- [Vorliegender Textauszug]
================================

Michael Stock: "Ein ganz wichtiger Punkt. Es war extrem schwierig, die richtigen Entscheidungen mit Blick auf die Gesundheit der Spieler zu treffen. Wir standen immer wieder vor der Herausforderung, dass ein Spieler Schnupfen hatte, aber negativ getestet war. Lässt Du den jetzt mittrainieren oder nicht? Mittlerweise wissen wir, dass man schon einige Tage vorher ansteckend ist, so dass wir immer wieder fragen mussten, ob das nun Corona sein konnte oder nicht. Und ob wir den Spieler trainieren lassen oder mit zum Spiel nehmen. Ich bin froh und dankbar, dass wir gemeinschaftlich immer zu der Entscheidung gekommen sind, dass die Gesundheit der Spieler vorgeht. Von dem Credo sind wir nie abgewichen, und dann haben wir eben auch mal auf Spieler verzichtet, wo sich in Nachhinein herausgestellt hat, dass sie nicht an Corona erkrankt waren. Das gilt im übrigen auch für Verletzungssituationen. Wir werden unsere Spieler immer so lange auskurieren lassen, bis sie 100-prozentig einsatzfähig sind."

================================

- [Bereitgestellte Daten]
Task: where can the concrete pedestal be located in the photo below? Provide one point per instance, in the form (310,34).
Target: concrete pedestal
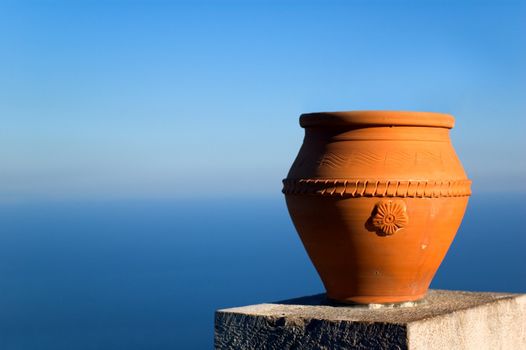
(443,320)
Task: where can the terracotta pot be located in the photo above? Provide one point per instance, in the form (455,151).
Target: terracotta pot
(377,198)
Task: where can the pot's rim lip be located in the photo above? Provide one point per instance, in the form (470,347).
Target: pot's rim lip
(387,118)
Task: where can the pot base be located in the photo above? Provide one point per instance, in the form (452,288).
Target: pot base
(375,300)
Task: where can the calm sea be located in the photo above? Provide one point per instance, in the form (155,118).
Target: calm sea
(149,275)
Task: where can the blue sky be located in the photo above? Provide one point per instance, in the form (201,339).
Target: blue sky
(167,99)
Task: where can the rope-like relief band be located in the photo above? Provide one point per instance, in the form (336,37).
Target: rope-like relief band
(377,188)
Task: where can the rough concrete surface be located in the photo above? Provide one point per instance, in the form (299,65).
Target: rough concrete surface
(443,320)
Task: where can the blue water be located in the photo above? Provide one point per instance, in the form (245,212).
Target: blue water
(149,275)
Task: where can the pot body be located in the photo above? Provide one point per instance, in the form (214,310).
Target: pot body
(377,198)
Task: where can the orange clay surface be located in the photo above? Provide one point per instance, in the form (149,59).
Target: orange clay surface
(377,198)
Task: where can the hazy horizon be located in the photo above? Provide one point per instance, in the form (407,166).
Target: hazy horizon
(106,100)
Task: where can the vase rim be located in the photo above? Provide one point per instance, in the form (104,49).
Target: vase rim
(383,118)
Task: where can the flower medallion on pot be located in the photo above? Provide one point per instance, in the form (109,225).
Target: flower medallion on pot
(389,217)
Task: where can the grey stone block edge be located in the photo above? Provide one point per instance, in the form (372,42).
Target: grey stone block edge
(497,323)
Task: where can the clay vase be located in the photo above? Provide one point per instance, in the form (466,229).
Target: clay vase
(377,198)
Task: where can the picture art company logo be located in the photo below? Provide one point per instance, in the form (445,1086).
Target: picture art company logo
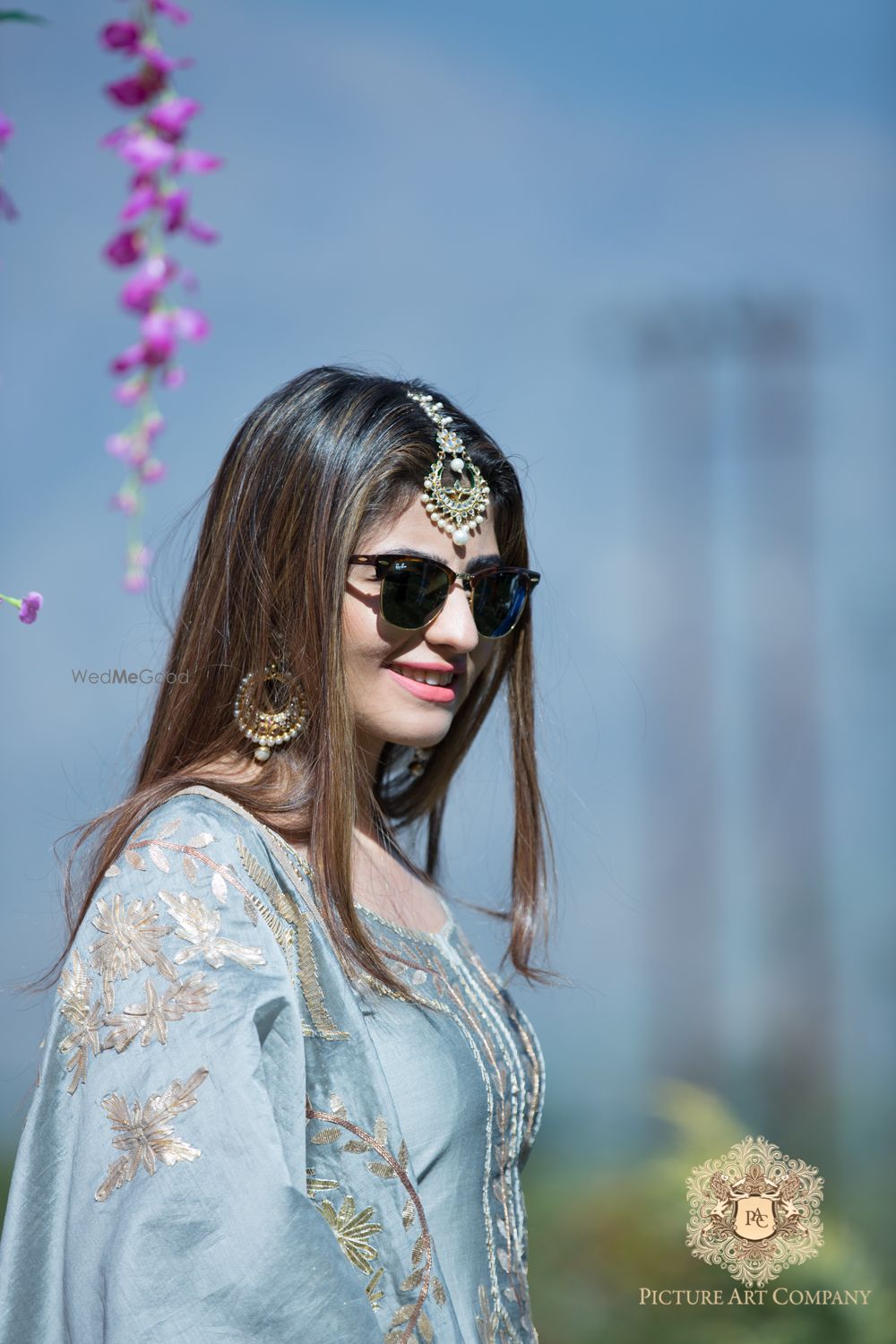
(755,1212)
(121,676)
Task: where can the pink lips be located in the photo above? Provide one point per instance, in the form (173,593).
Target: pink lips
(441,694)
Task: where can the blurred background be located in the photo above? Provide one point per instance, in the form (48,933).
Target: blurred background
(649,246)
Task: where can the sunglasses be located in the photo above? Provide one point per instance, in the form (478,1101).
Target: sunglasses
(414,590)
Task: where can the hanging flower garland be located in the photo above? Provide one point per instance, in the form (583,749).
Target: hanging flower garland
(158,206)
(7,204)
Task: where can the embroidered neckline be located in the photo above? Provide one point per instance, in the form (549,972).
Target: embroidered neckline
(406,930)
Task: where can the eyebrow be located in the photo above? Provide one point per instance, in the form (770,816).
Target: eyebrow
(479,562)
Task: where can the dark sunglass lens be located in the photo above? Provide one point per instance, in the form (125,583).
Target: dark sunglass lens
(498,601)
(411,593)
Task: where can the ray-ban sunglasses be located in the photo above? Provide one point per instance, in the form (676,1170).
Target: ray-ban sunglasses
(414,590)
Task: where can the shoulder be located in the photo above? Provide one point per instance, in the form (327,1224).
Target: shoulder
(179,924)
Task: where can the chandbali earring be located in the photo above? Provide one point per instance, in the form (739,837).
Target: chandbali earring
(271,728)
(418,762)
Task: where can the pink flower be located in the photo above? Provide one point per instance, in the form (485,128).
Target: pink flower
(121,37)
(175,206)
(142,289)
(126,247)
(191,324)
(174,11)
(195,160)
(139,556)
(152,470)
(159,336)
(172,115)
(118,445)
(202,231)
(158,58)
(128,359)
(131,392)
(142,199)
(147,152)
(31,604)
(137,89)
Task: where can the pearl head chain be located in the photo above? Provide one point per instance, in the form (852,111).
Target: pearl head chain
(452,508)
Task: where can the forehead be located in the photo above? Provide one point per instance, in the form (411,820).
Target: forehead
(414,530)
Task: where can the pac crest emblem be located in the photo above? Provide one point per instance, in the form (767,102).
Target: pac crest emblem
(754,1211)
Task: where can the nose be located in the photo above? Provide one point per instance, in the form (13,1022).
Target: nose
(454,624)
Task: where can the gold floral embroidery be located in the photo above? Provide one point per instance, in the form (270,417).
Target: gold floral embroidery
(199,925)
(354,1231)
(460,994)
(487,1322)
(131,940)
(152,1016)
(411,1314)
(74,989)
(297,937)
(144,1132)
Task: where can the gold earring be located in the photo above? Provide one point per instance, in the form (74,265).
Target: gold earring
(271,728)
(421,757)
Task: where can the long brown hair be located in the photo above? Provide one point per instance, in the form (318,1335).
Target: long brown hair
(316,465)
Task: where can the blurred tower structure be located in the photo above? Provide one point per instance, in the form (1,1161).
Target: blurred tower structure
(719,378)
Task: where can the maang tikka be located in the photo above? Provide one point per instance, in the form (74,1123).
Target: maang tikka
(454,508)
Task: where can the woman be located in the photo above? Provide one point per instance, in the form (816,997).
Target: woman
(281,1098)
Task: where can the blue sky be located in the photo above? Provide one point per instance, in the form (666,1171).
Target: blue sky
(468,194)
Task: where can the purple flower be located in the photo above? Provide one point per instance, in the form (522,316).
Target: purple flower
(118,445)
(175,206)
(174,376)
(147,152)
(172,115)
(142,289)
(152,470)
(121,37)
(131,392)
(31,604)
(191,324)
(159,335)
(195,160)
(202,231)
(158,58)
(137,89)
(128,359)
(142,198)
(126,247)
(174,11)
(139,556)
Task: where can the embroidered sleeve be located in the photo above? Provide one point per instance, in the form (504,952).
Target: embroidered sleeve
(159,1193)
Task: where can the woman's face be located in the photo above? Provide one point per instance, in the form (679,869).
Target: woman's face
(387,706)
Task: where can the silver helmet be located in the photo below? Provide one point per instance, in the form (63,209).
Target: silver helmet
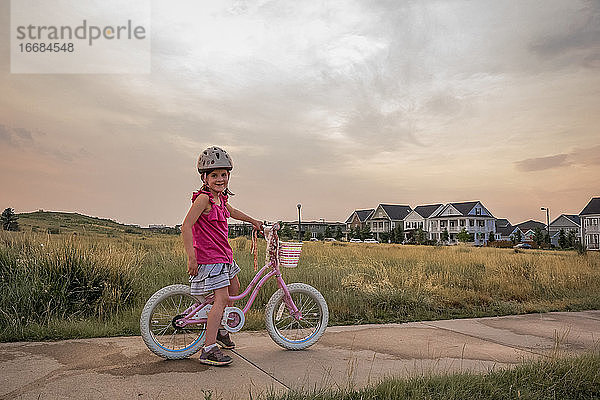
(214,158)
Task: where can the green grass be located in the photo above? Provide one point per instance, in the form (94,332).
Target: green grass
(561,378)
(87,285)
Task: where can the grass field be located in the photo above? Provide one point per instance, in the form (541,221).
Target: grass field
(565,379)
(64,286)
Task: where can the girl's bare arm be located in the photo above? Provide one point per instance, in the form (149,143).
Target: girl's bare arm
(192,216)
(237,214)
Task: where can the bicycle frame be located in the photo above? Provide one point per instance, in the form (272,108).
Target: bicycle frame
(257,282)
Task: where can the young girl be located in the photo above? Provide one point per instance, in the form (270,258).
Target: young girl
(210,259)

================================

- [Was zu tun ist]
A. Von welchem Credo ist man laut dem Textauszug nie abgewichen?
B. Zähle, in wie vielen Zeilen der Einträge das Wort „nose“ vorkommt, und nenne nur die Zahl.
Der Textauszug und die Einträge haben inhaltlich nichts miteinander zu tun.

- [Antworten je Aufgabe]
A. Dass die Gesundheit der Spieler vorgeht.

B. 2